* Objective: Rewrite everything from the start of the items down to the line containing "104 164 L 105", that line included, as a numbered list, leaving out any blank lines.

====== Recorded information ======

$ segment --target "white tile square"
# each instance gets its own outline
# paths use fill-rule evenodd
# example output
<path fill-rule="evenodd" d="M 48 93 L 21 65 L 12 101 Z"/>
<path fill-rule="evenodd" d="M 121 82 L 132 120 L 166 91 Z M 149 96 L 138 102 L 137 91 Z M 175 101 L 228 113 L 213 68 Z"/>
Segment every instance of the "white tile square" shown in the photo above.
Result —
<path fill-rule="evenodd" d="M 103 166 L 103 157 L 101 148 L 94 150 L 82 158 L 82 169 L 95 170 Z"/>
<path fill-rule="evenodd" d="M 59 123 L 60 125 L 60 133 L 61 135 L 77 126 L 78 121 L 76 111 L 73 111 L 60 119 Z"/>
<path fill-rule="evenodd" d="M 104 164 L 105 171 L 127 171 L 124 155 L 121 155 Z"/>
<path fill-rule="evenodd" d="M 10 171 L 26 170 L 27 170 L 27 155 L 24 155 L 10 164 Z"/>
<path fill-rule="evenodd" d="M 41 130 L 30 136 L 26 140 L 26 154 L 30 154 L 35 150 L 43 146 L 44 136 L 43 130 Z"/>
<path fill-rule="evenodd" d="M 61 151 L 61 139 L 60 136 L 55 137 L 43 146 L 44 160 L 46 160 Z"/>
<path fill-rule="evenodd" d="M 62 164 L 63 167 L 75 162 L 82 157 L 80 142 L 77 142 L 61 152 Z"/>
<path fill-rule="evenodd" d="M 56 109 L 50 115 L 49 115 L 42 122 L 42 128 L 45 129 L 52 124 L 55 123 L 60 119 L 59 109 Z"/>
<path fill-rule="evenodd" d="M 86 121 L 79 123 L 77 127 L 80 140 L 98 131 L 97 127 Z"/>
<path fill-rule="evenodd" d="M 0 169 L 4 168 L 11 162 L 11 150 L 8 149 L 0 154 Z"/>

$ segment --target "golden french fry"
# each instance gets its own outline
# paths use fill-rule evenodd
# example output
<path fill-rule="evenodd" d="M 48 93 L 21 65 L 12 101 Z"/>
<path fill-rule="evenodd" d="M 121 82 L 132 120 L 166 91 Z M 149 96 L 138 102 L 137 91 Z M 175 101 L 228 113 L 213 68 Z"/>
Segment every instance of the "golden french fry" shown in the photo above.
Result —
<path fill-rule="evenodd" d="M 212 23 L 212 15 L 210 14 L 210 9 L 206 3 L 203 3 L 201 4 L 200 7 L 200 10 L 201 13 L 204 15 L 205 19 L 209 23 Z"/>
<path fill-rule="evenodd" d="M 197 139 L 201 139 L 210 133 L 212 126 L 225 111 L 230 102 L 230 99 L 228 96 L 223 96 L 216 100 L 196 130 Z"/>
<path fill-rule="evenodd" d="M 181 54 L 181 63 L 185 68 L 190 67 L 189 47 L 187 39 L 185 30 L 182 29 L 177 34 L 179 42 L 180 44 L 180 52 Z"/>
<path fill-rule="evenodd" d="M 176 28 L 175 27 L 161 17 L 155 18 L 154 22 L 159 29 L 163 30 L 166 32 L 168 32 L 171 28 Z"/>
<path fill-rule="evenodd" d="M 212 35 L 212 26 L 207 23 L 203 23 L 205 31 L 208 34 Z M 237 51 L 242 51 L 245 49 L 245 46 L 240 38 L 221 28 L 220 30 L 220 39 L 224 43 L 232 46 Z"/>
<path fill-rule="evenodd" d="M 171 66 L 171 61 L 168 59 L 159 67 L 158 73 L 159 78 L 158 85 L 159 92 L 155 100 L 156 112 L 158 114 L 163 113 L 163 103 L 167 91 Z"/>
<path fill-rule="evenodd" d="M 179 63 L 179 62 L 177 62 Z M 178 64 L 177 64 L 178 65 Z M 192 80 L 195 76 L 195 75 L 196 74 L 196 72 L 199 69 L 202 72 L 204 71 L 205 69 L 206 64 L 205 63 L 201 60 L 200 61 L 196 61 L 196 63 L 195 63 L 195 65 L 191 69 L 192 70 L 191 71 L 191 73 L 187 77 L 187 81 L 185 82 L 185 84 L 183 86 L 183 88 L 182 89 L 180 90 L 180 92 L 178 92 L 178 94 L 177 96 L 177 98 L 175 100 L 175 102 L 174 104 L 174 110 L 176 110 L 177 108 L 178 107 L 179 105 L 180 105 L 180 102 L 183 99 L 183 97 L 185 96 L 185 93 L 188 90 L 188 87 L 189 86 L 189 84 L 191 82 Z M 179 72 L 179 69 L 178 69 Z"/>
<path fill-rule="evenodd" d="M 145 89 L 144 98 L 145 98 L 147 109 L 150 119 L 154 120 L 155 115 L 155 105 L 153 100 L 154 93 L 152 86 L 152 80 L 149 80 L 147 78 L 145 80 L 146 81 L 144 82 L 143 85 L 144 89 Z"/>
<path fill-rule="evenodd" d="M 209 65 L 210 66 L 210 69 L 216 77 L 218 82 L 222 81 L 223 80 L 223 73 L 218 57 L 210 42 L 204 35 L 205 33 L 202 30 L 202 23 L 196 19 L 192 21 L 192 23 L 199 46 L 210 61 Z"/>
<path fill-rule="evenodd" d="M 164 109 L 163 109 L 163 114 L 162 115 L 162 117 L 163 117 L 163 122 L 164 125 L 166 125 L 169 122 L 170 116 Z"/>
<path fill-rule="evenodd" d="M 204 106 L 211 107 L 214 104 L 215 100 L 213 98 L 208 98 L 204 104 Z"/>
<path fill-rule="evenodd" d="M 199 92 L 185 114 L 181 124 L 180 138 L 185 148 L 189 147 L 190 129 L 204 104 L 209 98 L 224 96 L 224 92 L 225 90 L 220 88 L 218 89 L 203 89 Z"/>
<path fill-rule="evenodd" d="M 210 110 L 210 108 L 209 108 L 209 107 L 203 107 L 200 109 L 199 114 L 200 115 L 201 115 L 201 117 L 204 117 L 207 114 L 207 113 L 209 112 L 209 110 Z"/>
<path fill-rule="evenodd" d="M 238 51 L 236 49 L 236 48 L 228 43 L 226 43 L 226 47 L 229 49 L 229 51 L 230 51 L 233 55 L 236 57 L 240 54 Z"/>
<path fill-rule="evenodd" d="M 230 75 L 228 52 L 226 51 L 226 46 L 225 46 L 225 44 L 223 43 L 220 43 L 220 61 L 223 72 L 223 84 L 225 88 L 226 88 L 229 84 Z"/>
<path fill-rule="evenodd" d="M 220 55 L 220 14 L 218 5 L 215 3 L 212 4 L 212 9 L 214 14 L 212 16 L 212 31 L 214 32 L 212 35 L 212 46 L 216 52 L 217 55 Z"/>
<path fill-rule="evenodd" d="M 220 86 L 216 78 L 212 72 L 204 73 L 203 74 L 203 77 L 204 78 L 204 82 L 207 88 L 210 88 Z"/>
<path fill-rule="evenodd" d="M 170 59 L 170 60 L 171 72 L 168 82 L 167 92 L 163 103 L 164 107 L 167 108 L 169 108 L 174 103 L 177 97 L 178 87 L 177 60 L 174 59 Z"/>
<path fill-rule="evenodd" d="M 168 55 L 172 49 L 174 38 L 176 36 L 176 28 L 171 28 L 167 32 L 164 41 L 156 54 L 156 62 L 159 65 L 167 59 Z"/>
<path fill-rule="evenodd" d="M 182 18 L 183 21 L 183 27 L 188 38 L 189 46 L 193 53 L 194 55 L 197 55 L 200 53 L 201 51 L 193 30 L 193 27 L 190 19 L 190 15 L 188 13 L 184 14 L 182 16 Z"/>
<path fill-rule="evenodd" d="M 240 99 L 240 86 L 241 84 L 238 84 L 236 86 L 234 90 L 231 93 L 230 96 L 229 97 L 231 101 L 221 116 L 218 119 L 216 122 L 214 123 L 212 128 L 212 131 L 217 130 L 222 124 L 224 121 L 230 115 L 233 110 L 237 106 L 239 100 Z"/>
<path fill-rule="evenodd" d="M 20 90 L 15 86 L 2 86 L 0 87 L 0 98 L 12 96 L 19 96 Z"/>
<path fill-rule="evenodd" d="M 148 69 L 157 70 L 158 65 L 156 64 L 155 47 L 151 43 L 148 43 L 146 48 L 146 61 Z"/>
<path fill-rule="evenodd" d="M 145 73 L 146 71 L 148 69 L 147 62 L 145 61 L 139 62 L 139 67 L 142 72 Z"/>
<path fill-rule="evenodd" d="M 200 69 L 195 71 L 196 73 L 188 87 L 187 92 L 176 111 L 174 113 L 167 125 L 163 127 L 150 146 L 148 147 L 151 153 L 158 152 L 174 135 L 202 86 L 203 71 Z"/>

======

* Written solution:
1. $ segment --target "white tile square"
2. # each instance gets its own outline
3. # paths use fill-rule evenodd
4. # example output
5. <path fill-rule="evenodd" d="M 48 93 L 21 65 L 12 101 Z"/>
6. <path fill-rule="evenodd" d="M 121 82 L 132 120 L 166 91 Z M 149 96 L 138 102 L 137 91 Z M 175 101 L 228 113 L 213 68 Z"/>
7. Segment every instance of the "white tile square" shown in the photo above.
8. Result —
9. <path fill-rule="evenodd" d="M 103 166 L 103 157 L 101 148 L 94 150 L 82 158 L 82 169 L 95 170 Z"/>
10. <path fill-rule="evenodd" d="M 59 123 L 60 125 L 60 133 L 61 135 L 77 126 L 78 121 L 76 111 L 73 111 L 60 119 Z"/>
11. <path fill-rule="evenodd" d="M 104 164 L 105 171 L 127 171 L 124 155 L 121 155 Z"/>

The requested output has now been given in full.